CONSEGNA:
Traduci in inglese questa frase del brano sulle intercettazioni: «La disposizione, che introduce una disciplina speciale, apporta diverse deroghe rispetto alla disciplina ordinaria.»

BRANO:
┄┄┄┄┄┄┄┄┄┄
La “novella” portata dal decreto-legge del Guardasigilli Nordio interviene con urgenza in alcuni settori della giustizia penale, ma altre modifiche sono preannunciate in un più corposo disegno di legge ancora all’esame delle Camere. Il decreto legge è stato però profondamente modificato nel suo iter parlamentare e, accanto a qualche aspetto sicuramente positivo, contiene anche diverse criticità, impostate  all’insegna del principio di law and order.

2.L’ampliamento della disciplina speciale.-

La “novella” del 2023 ci ha portato l’ennesima estensione della disciplina speciale introdotta dall’art. 13 d.l. 13.5.1991, n. 152, conv., con mod., dalla l. 12.7.1991, n. 203. La disposizione, che introduce una disciplina speciale, apporta diverse deroghe rispetto alla disciplina ordinaria. La prima deroga riguarda i presupposti dell’autorizzazione, giacchè l’autorizzazione ad eseguire intercettazioni viene concessa allorché le stesse appaiano «necessarie» (non «indispensabili») in presenza di «sufficienti» (e non «gravi») indizi di reato, «per lo svolgimento delle indagini» (e non per «la prosecuzione»).  La seconda deroga consiste nel fatto che è previsto untermine di durata di quaranta giorni (e non quindici) con successive proroghe di venti giorni (e non di quindici). Ulteriore deroga è rappresentata dalla previsione che nei «casi d’urgenza» provvede il p.m. stesso alla proroga dell’intercettazione, dovendosi poi osservare le disposizioni dell’art. 267 c. 2 c.p.p. per la convalida. Ancora altra deroga consiste nel fatto che l’intercettazione nel domicilio è consentita anche se non vi è «fondato motivo di ritenere che ivi si stia svolgendo l’attività criminosa». Infine, ultima deroga consiste nel fatto che il pubblico ministero e l’ufficiale di polizia giudiziaria possono farsi coadiuvare, nelle operazioni di intercettazione, da agenti di polizia giudiziaria.

Ma tale eccezionale disciplina è stataprogressivamente estesa e, da ultimo proprio dal d.l. n. 105/2023. Infatti, tra i gravi delitti, sottoposti alla disciplina speciale, originariamente l’art. 13 d.l. 1991 n. 152, cit. menzionava soltanto i “delitti di criminalità organizzata” e di “minaccia col mezzo del telefono”. A causa dell’incertezza che regnava sull’individuazione dei delitti di “criminalità organizzata”, com’è noto, dovettero intervenire le SU che inclusero il delitto di cui all’art. 416 c.p. tra i reati di criminalità organizzata[1].

Successivamente, il c. 1 dell’art. 3 d.l. 18.10.2001, n. 374 (Disposizioni urgenti per contrastare il terrorismo internazionale), conv., con mod., dalla l. 15.12.2001, n. 438, estese l’applicabilità del citato art. 13 ai procedimenti per i delitti previsti dagli artt. 270 ter e 280 bis c.p. e per quelli innumerevoli indicati dall’art. 407 c. 2 lett. a) n. 4 c.p.p.
┄┄┄┄┄┄┄┄┄┄
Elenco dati
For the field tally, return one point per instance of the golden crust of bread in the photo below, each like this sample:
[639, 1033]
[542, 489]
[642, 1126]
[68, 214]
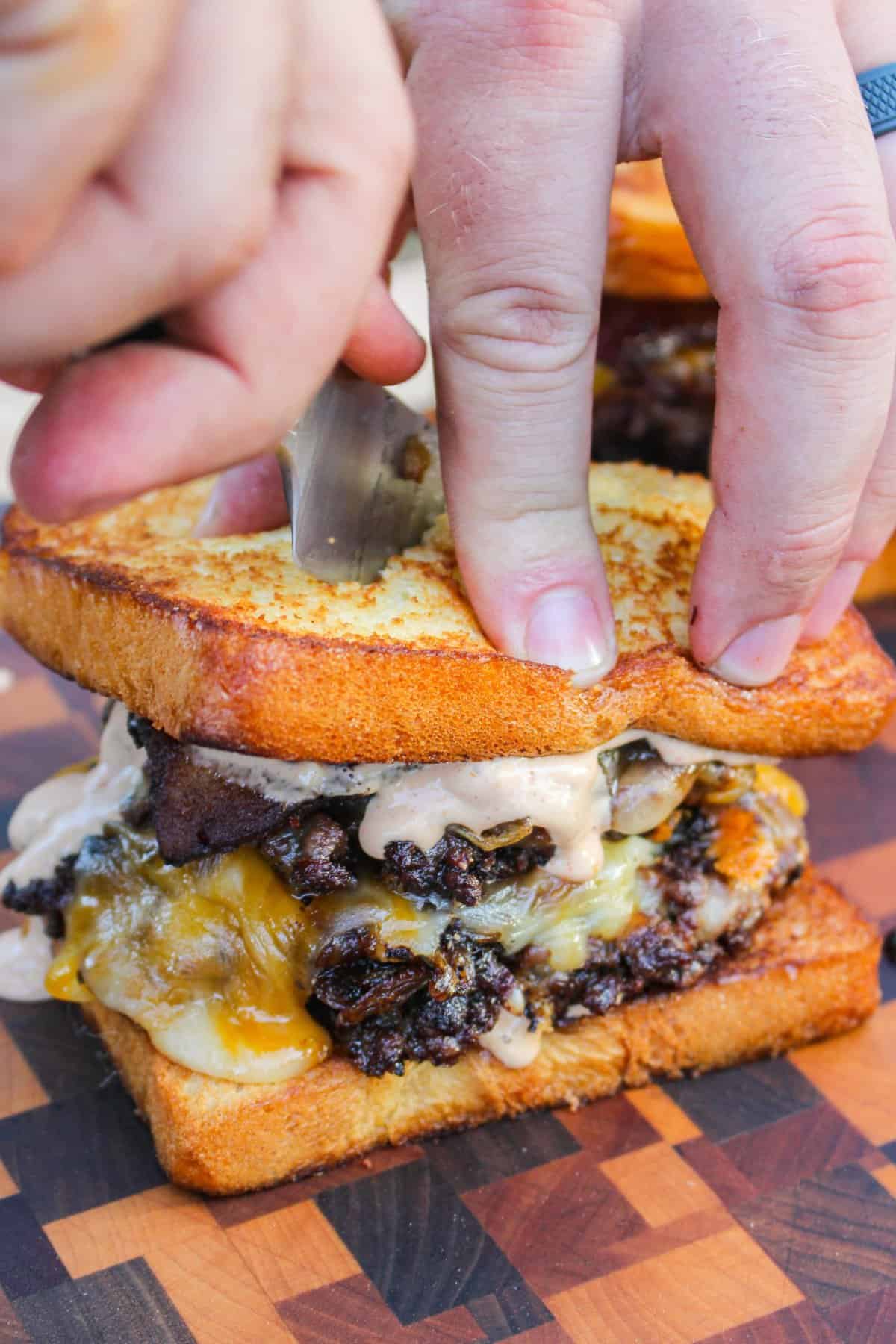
┄┄┄┄┄┄┄┄┄┄
SOLUZIONE:
The provision, which introduces a special set of rules, makes several exceptions to the ordinary rules.